== What to work on ==
Repeat each record exactly. Any picture gets left out.
====== Data extract ======
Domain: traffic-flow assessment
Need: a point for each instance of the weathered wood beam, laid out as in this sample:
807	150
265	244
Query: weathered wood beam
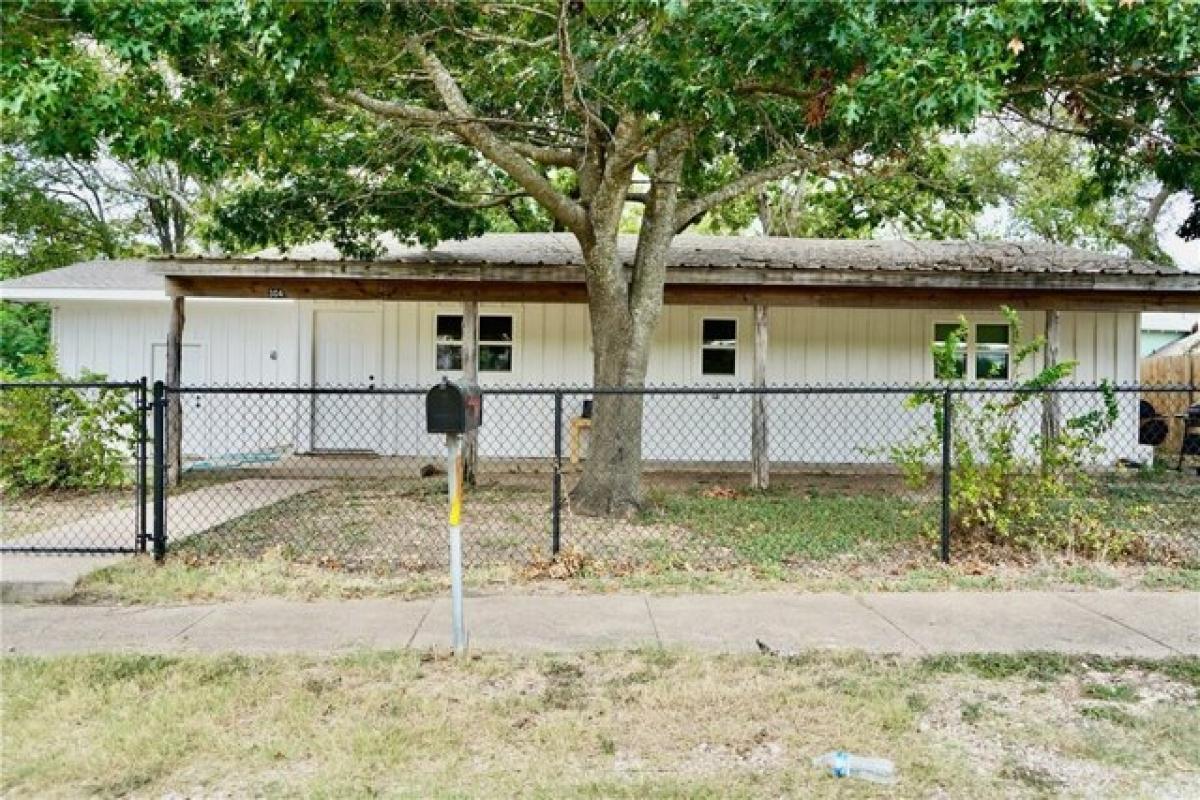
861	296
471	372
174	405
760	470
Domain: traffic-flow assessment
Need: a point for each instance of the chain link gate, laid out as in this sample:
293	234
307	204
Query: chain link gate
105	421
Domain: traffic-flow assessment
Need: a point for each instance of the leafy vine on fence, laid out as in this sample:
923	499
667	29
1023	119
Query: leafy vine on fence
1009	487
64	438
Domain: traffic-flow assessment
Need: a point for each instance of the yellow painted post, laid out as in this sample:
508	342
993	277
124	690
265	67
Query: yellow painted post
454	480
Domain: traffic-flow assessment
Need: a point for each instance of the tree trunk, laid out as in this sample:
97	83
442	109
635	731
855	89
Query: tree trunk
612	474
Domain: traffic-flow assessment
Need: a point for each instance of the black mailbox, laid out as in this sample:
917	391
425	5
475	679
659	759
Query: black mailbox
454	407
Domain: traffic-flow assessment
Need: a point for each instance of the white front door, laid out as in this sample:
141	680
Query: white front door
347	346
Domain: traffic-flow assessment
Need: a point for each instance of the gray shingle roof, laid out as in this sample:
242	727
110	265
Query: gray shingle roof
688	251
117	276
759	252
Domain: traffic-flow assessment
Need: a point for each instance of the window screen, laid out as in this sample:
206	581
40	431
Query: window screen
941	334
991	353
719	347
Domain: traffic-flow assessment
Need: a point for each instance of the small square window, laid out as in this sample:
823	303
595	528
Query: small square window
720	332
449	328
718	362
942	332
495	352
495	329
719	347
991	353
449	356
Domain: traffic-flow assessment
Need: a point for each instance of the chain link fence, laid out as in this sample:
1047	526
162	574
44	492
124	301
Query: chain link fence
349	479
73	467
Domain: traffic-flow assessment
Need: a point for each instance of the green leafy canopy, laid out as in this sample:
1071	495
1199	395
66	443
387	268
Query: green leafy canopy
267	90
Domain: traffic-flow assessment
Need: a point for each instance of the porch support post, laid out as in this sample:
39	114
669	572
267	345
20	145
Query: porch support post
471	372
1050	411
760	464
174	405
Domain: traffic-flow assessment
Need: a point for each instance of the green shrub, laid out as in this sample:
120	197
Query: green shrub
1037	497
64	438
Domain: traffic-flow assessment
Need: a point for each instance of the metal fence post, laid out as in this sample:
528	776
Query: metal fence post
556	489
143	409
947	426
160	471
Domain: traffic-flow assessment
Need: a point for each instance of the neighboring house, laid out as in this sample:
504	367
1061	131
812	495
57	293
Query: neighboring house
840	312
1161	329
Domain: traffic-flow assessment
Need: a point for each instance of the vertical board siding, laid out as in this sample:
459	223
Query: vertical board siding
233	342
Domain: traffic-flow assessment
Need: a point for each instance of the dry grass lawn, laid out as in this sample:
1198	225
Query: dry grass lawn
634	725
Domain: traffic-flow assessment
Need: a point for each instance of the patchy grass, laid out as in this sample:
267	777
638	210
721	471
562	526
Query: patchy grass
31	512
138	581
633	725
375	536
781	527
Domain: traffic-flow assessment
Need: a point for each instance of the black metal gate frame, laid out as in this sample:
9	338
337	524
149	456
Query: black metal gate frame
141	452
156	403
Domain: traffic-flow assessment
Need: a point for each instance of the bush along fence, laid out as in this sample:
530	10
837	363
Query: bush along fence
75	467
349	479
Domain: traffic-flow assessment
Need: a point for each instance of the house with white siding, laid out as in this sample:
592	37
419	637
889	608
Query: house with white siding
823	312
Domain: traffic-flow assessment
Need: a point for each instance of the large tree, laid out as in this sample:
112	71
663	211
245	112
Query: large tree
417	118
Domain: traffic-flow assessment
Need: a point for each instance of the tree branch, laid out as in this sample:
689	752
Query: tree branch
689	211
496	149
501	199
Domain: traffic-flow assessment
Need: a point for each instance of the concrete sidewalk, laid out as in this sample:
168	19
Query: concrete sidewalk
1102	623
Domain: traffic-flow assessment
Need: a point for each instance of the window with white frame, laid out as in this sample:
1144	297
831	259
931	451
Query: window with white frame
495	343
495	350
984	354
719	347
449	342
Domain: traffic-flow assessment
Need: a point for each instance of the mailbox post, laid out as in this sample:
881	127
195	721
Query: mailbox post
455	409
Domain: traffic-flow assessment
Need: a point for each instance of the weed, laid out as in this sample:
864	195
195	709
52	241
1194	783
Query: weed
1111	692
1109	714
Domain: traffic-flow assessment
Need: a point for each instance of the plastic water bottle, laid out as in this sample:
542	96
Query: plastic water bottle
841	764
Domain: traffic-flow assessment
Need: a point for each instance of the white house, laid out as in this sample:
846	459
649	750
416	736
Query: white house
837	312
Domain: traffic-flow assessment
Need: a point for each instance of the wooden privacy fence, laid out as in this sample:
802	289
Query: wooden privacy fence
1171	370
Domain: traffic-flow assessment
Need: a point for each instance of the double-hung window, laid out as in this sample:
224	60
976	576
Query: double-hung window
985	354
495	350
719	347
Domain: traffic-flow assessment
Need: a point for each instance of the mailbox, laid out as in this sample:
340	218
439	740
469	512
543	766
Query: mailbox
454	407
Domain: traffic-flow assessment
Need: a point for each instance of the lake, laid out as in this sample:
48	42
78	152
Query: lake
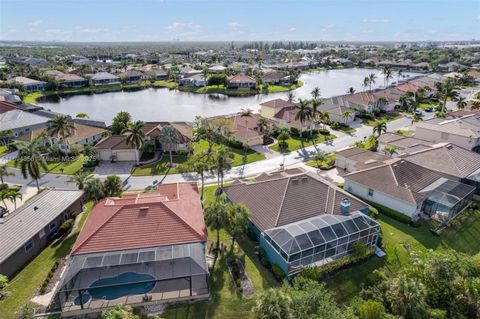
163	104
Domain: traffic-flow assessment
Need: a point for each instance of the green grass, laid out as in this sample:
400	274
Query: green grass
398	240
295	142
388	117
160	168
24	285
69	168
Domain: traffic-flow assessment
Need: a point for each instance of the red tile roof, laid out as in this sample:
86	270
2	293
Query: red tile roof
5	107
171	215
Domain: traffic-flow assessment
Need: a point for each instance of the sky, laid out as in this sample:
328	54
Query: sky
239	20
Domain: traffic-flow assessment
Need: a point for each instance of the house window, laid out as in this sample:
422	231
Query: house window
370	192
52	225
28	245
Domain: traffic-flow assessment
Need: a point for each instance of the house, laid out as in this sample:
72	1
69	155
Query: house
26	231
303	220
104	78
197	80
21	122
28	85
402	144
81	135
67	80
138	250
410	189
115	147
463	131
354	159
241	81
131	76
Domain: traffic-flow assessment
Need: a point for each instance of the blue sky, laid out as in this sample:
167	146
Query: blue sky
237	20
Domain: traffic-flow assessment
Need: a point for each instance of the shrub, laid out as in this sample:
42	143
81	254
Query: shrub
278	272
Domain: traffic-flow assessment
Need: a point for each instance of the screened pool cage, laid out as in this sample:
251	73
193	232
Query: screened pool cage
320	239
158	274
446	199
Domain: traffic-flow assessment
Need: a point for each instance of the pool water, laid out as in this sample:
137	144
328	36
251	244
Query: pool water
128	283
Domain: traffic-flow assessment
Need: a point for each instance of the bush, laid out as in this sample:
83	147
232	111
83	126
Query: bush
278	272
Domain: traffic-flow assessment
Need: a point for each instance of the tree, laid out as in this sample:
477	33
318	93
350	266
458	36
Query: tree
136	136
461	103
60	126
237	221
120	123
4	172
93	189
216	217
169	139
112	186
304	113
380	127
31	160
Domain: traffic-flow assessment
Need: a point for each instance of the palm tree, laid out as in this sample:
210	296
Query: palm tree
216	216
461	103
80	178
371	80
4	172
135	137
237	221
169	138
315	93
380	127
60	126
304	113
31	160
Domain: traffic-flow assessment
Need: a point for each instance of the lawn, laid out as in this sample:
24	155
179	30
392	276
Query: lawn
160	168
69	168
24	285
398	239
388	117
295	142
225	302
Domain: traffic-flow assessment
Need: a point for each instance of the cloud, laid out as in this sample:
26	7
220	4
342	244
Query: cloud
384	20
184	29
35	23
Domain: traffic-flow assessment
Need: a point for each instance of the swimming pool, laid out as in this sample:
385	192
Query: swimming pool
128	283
======
== Expected answer ==
Domain: traffic-flow assessment
Need: a point for each instance of the weathered wood beam, laid out as in this sample:
807	150
265	244
Query: weathered wood beam
861	296
471	372
174	405
760	470
Domain: traffic-flow assessment
Need: a point for each instance of the chain link gate, laid out as in this sample:
293	234
307	204
Query: chain link gate
105	421
Domain: traffic-flow assessment
Need: a point for each instance of the leafy vine on fence, laid out as in this sample:
923	499
667	29
1023	119
Query: leafy vine on fence
1009	487
64	438
Domain: traffic-flow assessment
Need: a point for each instance of the yellow painted post, laid out as in this sample:
508	342
993	277
124	690
265	67
Query: yellow painted post
454	480
Domain: traffic-flow assessment
Need: a point for each instance of the tree trunk, laid out as in this sample:
97	83
442	109
635	731
855	89
Query: tree trunk
612	474
Domain: traffic-flow assessment
Need: a point for each instance of the black mailbox, laid out as in this sample:
917	391
425	5
475	679
659	759
Query: black mailbox
454	407
Domain: traffic-flow assessment
Need: a point for each instance of the white front door, laid out as in this sample:
141	680
Query: white front door
347	346
Domain: traffic-flow assessment
Need: a point for each instance of the gray shingle roof, laid out as in this sample:
242	727
110	265
Query: gray shingle roof
688	251
117	276
759	252
Domain: traffic-flow assessment
Need: a point for each instance of the window screen, laid out as in this sample:
206	581
40	431
Query: window screen
941	334
991	353
719	347
Domain: traffic-flow assessment
Need: a point for each instance of the small square window, laid out as in this sample:
823	303
595	528
Query: small square window
720	332
449	328
718	362
942	332
495	352
495	329
719	347
991	353
449	356
Domain: traffic-flow assessment
Need: a point for each instance of the chain link fence, laid out as in this sample:
1047	526
162	574
44	492
124	301
Query: chain link fence
349	479
73	467
Domain: traffic-flow assessment
Need: a point for each instance of the green leafy canopy, laid out as in this sample:
1071	495
1199	395
66	443
387	268
Query: green leafy canopy
267	90
Domain: traffic-flow assessment
Need: a point for each instance of the porch support post, laid out as in this sample:
39	114
669	572
267	345
20	145
Query: porch support post
471	372
1050	411
760	464
174	405
Domain: traffic-flow assessment
Need: a point for each instance of the green shrub, laid out as in this sample:
120	197
Query: green shrub
1037	497
64	438
Domain: traffic-flow assessment
Need: a point for each instance of the metal fence post, laid out as in this sample:
528	776
Query: metal fence post
556	489
143	409
947	426
160	471
Domain: traffic-flow assessment
Need: a point for each instance of the neighboring house, laid out as in this sample:
504	367
1061	131
812	495
57	293
Query: neighboring house
840	312
1161	329
Domain: traffic-flow assessment
Need: a point for each instance of the vertical board siding, laid out as in this sample:
459	223
Query: vertical board siding
233	342
Domain: traffic-flow assessment
Need: a point for each instance of the dry grass lawn, laid out as in this sample:
1198	225
Query: dry grass lawn
634	725
Domain: traffic-flow assessment
Need: a point for each instance of the patchy grass, laid out as in this sample:
267	777
638	210
721	471
562	526
Query: patchy grass
31	512
138	581
633	725
375	536
781	527
Domain: traffic-flow assessment
Need: a point for each instance of the black metal gate frame, laid out as in this sample:
9	338
337	524
149	456
Query: black metal gate frame
141	452
156	403
Domain: traffic-flow assessment
Need: a point for each instance of the bush along fence, laid out as in this sample:
530	10
837	363
Query: bush along fence
75	467
349	479
Domain: traffic-flow assessment
Need: a point for each instance of the house with white siding, laid out as in this sample:
592	37
419	637
889	608
Query: house with white siding
823	312
Domain: traffic-flow assessment
Need: a point for each instance of the large tree, laid out as in this sample:
112	71
663	211
245	112
Query: large tree
417	118
Domain: traffic-flow assessment
Need: a point for each instance of the tree branch, laid out as in this sample:
689	752
Query: tree branch
689	211
496	149
501	199
Domain: traffic-flow assessment
Need: a point for each instance of the concrete sidewalk, laid out as in this sample:
168	19
Query: concrete sidewalk
1102	623
Domain: traffic-flow assessment
Need: a point for each instance of the window with white frame, laid out as in this sample:
1144	297
831	259
931	451
Query: window with white frame
495	343
495	350
984	354
719	347
449	342
Domain: traffic-flow assessment
Need: a point for each instance of the mailbox post, laid out as in this sample:
881	127
195	721
Query: mailbox post
455	409
Domain: traffic-flow assessment
Need: a point for each instance of the weed, laid out as in this sample:
864	195
195	709
52	241
1194	783
Query: weed
1111	692
1109	714
Domain: traffic-flow assessment
Need: a point for each instance of the plastic water bottle, laid out as in this sample:
542	96
Query: plastic water bottle
841	764
Domain: traffic-flow assessment
Need: a point for each instance of the white house, laid out as in this sample:
846	459
649	750
416	736
Query: white house
837	312
Domain: traffic-flow assessment
Need: a point for each instance of the wooden privacy fence, laid out as in this sample:
802	289
Query: wooden privacy fence
1171	370
Domain: traffic-flow assessment
Need: a point for each instance of the double-hung window, laid out as in this sample:
224	60
976	576
Query: double-hung window
985	354
495	350
719	347
Domain: traffic-flow assessment
Need: a point for each instance of the mailbox, laid out as in this sample:
340	218
439	740
469	512
543	766
Query: mailbox
454	407
Domain: traffic-flow assessment
Need: a point for each instance of the lake, laid out as in this sample:
48	42
78	152
Query: lake
163	104
Domain: traffic-flow assessment
Need: a point for each instance of the green grass, laid out as in this sample:
400	274
Query: green grass
398	240
295	142
388	117
160	168
24	285
69	168
Domain: traffic-flow assessment
Need: a point for each instance of the red tile roof, laid out as in this sample:
86	270
2	293
Query: red tile roof
5	107
171	215
Domain: traffic-flow assessment
Need: a point for each instance of the sky, laid out as in this sample:
328	54
Query: sky
239	20
Domain: traffic-flow assessment
Need: a point for each instance of the house window, laid out as in this sample:
422	231
Query: house window
370	192
52	225
28	245
Domain: traffic-flow assessment
Need: a point for each instance of the house, laid out as in this sample:
72	1
69	155
Query: house
26	231
303	220
104	78
197	80
21	122
28	85
402	144
81	135
67	80
138	250
410	189
115	147
463	131
354	159
241	81
131	76
Domain: traffic-flow assessment
Need: a point for each instance of the blue sky, laid out as in this sample:
167	146
Query: blue sky
237	20
Domain: traffic-flow assessment
Need: a point for each instance of the shrub, laid out as in this sample:
42	143
81	254
Query: shrub
278	272
Domain: traffic-flow assessment
Need: a point for each instance of the screened pool cage, laid out as in this sample:
251	73
193	232
Query: screened pool cage
320	239
158	274
446	199
Domain: traffic-flow assessment
Need: a point for each instance of the pool water, laid out as in this sample:
137	144
328	36
251	244
Query: pool water
128	283
Domain: traffic-flow assessment
Need: a point for each instance of the bush, laid out as in this sample:
83	147
232	111
83	126
Query: bush
278	272
Domain: traffic-flow assessment
Need: a point for each instance of the tree, laid out as in this sample:
477	33
318	93
350	266
458	36
Query: tree
136	136
461	103
60	126
237	221
120	123
4	172
93	189
216	217
169	139
112	186
304	113
380	127
31	160
Domain: traffic-flow assessment
Need: a point for each instance of the palm tree, laid out as in this sample:
210	296
Query: palm tree
216	216
461	103
80	178
371	80
4	172
135	137
237	221
169	138
315	93
380	127
60	126
304	113
31	160
Domain: traffic-flow assessment
Need: a point for each instance of the lawn, laid out as in this sample:
24	155
179	30
392	276
Query: lawn
160	168
69	168
24	285
398	239
388	117
295	142
225	302
Domain: traffic-flow assessment
Need: a point for each instance of the cloud, laid out as in this sample:
26	7
220	4
342	244
Query: cloud
384	20
184	29
35	23
Domain: traffic-flow assessment
Need: a point for each instance of the swimming pool, laid out as in this sample:
385	192
Query: swimming pool
128	283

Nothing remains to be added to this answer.